- _Brief_
Counting from the line that holds "[point] every instance of the bicycle", return each line exactly, through and including the last line of the entries.

Region pointing data:
◇ ◇ ◇ ◇ ◇ ◇ ◇

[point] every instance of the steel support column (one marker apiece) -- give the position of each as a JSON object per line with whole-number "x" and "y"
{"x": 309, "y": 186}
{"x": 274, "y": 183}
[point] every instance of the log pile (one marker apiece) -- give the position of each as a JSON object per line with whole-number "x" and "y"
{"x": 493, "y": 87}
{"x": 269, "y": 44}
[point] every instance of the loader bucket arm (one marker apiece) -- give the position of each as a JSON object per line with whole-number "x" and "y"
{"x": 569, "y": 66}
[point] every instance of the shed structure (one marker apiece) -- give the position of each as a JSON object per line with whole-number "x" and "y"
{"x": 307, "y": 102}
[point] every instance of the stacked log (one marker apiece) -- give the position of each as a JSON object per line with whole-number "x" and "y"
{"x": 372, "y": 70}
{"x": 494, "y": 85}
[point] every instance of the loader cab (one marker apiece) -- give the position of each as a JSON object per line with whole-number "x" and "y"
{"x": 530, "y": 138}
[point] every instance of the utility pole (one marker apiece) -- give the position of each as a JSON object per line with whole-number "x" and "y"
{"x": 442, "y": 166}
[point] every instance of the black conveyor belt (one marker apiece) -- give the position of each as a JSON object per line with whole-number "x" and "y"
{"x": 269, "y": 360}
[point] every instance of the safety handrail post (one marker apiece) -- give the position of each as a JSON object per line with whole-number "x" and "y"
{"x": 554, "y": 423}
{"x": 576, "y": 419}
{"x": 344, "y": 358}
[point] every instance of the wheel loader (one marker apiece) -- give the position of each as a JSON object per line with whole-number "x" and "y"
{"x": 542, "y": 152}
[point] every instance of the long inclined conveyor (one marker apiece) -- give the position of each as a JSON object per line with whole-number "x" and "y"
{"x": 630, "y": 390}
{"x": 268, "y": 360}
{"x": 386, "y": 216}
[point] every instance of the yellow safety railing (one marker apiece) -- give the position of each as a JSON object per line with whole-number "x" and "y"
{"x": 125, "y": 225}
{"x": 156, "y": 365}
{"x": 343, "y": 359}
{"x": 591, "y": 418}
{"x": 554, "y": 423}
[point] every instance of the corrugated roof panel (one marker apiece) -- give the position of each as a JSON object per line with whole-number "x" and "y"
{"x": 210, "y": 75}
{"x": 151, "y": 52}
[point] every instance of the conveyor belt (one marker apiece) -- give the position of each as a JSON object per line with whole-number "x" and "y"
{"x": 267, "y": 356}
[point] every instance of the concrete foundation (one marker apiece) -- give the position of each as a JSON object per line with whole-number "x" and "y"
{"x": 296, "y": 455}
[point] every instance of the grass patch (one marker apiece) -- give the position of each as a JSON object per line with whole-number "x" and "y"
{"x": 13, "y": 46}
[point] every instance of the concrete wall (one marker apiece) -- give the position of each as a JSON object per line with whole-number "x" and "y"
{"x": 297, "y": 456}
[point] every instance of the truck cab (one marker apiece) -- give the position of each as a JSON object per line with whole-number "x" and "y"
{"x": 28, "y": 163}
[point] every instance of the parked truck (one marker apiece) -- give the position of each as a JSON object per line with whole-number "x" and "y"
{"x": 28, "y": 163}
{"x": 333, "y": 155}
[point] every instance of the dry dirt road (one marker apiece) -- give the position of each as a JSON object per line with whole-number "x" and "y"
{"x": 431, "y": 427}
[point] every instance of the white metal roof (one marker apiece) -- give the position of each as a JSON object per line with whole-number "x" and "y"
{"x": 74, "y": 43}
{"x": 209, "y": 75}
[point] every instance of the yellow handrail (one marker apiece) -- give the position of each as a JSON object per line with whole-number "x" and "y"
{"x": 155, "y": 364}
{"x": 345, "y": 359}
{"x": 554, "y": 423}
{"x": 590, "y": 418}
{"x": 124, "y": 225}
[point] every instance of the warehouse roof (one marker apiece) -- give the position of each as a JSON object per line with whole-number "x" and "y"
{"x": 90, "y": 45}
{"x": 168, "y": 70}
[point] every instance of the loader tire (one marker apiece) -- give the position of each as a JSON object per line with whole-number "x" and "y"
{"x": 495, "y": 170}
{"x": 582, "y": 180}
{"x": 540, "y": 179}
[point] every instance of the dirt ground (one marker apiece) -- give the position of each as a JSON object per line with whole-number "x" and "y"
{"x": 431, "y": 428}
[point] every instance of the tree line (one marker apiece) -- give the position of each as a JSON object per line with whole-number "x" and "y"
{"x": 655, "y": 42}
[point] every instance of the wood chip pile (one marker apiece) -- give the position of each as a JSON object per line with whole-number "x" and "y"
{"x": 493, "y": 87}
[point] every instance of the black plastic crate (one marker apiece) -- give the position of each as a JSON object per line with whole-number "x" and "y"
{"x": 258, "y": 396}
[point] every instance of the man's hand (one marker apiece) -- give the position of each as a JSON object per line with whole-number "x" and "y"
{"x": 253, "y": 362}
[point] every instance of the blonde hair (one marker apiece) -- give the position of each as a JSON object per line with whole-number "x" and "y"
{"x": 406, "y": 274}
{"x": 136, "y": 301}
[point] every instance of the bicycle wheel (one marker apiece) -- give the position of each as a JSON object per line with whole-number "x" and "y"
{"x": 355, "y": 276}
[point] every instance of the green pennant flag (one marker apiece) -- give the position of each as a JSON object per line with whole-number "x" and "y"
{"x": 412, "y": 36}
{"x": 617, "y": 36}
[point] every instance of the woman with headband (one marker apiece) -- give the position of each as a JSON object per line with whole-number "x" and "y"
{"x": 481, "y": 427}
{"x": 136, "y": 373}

◇ ◇ ◇ ◇ ◇ ◇ ◇

- _Exercise solution_
[point] every instance of the bicycle wheel (one marker apiece) -- give the position of each as a JSON object per line with whole-number "x" and "y"
{"x": 355, "y": 276}
[point] every instance of the green pennant flag (one marker apiece) -- give the position of each as a JSON object per line with whole-number "x" and "y"
{"x": 412, "y": 36}
{"x": 617, "y": 36}
[point] every instance of the woman with headband (one marker apiece) -- give the position of each as a JSON object per line with whole-number "x" and "y"
{"x": 481, "y": 427}
{"x": 136, "y": 373}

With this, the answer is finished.